▸ **PROVIDED PASSAGE**:
>>>

Update: Stem cell developments

Research set to take off in California

Illustration: Guy Billout


California voters gave stem cell research a thumbs-up this November when they passed Proposition 71, also known as the California Stem Cell Research and Cures Initiative. Prop. 71’s passage, which provided $3 billion for stem cell studies over the next 10 years, makes California the largest source of funding for this field of work in the nation.

Scientists believe they can use stem cells, which can grow into any kind of tissue, to develop therapies for a wide variety of diseases. Yet concerns over the use of embryonic stem cells and policies limiting the amount of federal funding that can be used on this research are still in force. As discussed in the Fall 2004 issue of Stanford Medicine, many scientists believe the federal policy has impeded their work in this area.

Prop. 71 establishes the California Institute for Regenerative Medicine to administer the distribution of the new research dollars. The institute will have a grant review process similar to that of the National Institutes of Health. Experts predict the new funding source will attract researchers from all over the country to California, as well as prompt other states to take action.

“Many states will be concerned about a brain drain to California, along with the loss of R&D developments through biotechnology and will try to reposition themselves accordingly,” says Philip Pizzo, MD, dean of the medical school and a member of the committee in charge of overseeing the new state institute.

Indeed, just weeks after the initiative’s passage, the governor of Wisconsin announced plans to invest $750 million to support embryonic stem cell research and other medical studies. And Larry Soler, director of government relations for the Juvenile Diabetes Research Foundation, predicts similar efforts will be made in several other states, including Illinois, Massachusetts and New York, within the year.

The impact on national policy remains less clear. Pizzo says California’s bold move “absolutely and unequivocally” sends a message to lawmakers that federal policy — which currently limits funding to 19 stem cell lines — should change. But Hank Greely, JD, a law professor with the Stanford Center for Biomedical Ethics, says he’s unsure whether the message will be read.

<<<

▸ **MATERIAL SUPPLIED**:
>>>

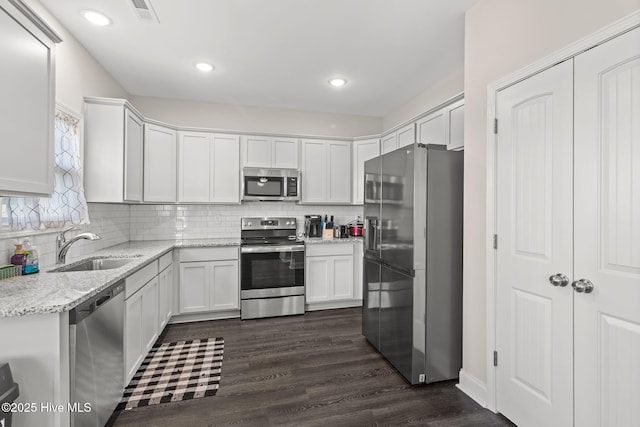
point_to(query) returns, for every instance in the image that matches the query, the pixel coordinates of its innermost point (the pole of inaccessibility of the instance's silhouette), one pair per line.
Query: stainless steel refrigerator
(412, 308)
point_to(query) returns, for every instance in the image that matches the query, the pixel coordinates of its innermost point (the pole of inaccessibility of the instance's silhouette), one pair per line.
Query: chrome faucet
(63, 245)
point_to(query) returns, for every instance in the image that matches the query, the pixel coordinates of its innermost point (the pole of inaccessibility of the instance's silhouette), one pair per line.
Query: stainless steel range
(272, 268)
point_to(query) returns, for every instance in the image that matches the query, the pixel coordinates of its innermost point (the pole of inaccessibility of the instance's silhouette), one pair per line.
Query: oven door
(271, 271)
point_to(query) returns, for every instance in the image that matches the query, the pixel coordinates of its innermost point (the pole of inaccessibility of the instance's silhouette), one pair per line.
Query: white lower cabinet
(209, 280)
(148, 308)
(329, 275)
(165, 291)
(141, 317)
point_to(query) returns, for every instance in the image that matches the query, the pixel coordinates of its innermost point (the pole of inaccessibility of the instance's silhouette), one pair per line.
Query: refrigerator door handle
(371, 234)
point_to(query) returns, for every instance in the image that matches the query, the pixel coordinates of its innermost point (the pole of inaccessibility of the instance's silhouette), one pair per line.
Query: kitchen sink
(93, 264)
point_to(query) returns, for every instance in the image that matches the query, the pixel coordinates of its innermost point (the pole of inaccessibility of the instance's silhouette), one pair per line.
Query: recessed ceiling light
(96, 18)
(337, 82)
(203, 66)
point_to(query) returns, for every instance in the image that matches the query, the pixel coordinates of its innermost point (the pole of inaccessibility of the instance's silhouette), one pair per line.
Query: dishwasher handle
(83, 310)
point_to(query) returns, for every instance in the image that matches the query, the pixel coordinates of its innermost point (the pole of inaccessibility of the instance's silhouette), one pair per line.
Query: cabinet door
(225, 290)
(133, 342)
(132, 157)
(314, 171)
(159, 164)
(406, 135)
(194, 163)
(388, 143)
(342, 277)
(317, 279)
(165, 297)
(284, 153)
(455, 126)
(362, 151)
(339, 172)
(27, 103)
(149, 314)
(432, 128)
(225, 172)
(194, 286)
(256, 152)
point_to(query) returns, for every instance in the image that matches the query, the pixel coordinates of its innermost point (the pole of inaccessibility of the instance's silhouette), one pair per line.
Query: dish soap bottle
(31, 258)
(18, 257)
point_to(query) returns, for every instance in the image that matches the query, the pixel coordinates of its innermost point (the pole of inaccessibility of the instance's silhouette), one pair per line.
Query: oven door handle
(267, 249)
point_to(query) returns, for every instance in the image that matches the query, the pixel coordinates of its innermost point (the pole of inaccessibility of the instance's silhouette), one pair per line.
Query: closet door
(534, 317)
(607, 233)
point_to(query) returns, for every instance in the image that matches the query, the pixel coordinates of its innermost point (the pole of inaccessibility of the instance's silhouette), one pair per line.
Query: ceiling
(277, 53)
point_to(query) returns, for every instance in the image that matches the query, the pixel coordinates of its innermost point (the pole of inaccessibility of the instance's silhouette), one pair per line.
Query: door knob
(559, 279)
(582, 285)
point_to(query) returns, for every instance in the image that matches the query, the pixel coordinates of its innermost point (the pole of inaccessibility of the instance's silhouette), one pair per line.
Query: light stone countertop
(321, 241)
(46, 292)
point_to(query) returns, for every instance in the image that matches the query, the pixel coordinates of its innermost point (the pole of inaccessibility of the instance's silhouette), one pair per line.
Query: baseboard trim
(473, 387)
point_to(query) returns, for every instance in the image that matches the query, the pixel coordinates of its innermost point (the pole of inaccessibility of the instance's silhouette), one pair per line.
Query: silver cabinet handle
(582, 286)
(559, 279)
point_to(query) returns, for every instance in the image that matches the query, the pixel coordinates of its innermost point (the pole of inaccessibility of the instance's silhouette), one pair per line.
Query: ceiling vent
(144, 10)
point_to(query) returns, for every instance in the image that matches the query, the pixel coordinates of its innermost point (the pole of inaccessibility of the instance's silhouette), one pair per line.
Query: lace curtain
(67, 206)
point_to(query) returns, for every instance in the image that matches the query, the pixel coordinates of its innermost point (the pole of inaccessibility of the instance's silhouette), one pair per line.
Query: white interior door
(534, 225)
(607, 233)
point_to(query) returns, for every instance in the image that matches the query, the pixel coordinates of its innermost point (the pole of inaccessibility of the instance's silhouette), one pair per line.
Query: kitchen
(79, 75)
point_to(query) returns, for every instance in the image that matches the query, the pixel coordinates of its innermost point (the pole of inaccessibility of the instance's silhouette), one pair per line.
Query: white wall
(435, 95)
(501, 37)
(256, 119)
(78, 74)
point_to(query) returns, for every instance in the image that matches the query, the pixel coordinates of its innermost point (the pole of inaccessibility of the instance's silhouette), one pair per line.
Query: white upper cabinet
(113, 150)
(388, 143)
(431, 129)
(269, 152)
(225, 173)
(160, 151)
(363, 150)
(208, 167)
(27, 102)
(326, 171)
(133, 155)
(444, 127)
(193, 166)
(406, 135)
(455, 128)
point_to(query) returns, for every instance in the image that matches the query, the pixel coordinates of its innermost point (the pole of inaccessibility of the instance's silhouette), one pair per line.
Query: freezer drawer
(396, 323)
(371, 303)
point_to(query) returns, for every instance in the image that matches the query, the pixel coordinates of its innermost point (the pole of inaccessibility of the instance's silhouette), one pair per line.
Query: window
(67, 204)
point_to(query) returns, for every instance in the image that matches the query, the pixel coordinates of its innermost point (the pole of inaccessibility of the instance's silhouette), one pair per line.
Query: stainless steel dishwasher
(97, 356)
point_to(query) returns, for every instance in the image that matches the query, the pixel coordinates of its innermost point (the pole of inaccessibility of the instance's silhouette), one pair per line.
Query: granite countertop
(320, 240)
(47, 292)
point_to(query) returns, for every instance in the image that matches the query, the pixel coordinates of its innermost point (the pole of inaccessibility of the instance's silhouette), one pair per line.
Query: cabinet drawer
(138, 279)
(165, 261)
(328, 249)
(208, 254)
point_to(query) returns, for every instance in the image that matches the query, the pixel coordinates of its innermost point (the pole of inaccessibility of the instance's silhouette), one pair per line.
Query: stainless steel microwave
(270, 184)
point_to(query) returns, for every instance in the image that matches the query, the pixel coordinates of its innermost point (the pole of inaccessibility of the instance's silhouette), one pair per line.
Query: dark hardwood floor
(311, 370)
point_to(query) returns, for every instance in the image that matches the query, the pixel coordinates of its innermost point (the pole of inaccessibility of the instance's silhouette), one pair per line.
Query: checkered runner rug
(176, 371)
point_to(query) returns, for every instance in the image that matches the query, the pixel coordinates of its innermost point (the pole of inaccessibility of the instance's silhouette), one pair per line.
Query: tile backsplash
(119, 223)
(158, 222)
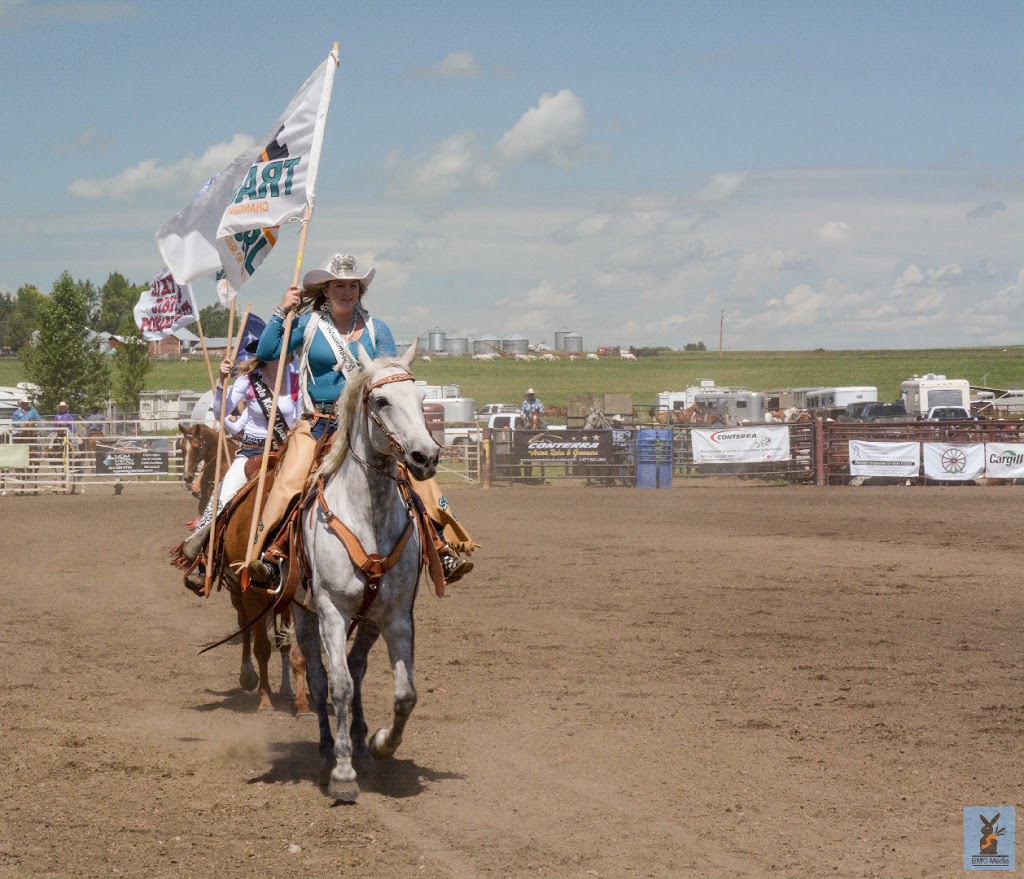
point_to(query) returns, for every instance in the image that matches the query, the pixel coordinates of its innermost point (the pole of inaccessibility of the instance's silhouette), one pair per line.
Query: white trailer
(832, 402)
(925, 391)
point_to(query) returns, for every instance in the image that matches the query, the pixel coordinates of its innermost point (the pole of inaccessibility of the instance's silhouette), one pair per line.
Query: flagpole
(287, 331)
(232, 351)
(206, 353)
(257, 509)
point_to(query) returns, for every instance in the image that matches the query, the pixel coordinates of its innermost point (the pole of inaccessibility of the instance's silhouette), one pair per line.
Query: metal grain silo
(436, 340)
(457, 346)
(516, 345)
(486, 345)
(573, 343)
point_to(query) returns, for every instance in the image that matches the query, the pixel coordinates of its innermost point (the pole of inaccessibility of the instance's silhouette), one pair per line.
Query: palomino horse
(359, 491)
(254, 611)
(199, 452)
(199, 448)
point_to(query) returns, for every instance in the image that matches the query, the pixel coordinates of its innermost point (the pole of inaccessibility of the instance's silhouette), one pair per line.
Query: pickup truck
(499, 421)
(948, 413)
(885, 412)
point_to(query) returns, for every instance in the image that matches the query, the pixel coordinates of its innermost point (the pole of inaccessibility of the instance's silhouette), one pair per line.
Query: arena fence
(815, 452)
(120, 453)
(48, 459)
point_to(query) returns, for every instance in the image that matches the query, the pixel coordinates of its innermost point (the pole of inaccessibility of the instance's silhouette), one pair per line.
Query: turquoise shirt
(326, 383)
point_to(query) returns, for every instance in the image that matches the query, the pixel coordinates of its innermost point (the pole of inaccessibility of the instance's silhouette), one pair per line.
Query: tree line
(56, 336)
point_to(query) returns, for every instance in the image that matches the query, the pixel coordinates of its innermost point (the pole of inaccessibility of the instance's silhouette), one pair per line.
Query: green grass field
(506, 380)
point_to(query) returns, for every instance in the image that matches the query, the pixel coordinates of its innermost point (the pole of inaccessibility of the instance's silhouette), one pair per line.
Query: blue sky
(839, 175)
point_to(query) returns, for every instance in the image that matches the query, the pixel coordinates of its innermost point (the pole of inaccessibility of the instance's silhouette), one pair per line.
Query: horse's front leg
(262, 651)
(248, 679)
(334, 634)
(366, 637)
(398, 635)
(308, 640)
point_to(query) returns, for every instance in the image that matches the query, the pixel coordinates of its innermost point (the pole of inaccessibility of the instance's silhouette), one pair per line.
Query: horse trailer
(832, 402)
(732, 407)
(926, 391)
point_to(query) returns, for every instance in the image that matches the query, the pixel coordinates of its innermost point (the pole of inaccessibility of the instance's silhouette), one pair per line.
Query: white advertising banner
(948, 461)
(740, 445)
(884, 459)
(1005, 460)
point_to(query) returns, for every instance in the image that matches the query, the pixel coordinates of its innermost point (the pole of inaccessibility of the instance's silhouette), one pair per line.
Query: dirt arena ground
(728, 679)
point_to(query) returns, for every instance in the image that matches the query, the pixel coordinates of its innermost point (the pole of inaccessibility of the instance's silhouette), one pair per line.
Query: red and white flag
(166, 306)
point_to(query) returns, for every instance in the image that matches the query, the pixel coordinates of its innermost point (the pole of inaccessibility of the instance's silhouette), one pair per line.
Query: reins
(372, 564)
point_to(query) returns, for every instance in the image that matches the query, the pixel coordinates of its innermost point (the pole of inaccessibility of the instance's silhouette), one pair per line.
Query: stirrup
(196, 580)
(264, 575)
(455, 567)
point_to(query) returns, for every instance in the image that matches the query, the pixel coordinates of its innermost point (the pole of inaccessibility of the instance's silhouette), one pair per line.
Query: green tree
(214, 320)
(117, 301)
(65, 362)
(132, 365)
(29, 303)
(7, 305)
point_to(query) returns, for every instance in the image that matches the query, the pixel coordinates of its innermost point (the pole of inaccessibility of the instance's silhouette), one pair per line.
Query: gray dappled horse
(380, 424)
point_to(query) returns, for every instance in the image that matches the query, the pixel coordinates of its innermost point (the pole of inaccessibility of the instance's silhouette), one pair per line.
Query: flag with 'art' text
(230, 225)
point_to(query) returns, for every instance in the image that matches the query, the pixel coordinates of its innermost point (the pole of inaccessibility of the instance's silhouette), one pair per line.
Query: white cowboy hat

<<<

▸ **USING THE INFORMATION**:
#1 According to the stem cell article, how much money did Proposition 71 provide for stem cell studies, and over what period?
#2 Write the next part of the article on California's stem cell funding, picking up after its final sentence.
The listing is separate material and has nothing to do with the stem cell article.

▸ **ANSWERS IN ORDER**:
#1 It provided $3 billion over the next 10 years.

#2
National implications

“Because this became a significant issue in the national election, it would be very hard for Bush to soften his position without causing real distress among his strongest supporters,” elaborates Greely.

Soler suggests that the president’s opposition to the research might ease, pointing out that Bush boasted numerous times on the campaign trail about being the first president to fund stem cell research. Greely agrees the president could change his policy if there is a “dramatic breakthrough in treating human disease with embryonic stem cells.”

But strong critics persist. The U.S. House of Representatives twice passed a bill banning both reproductive and therapeutic “cloning,” though it failed to pass the Senate. Similar bills will likely be introduced this year. Though experts predict the Senate deadlock will continue, if the bill does ever land on the president’s desk, California stem cell research would likely be constrained. There are also reports of efforts by stem cell opponents to fight the issue in several state legislatures.

California will push forward with the research. Stanford will vie for a share of the new dollars, and Irving Weissman, MD, (SM ’65), director of Stanford’s stem cell institute, says initial efforts here will focus on setting up new facilities and recruiting researchers. Space is critically important, Weissman says, because Stanford’s institute is currently homeless.

“There is no place for our researchers to do their work, and we can’t expand our program or attract new researchers to Stanford without adequate facilities,” Weissman says.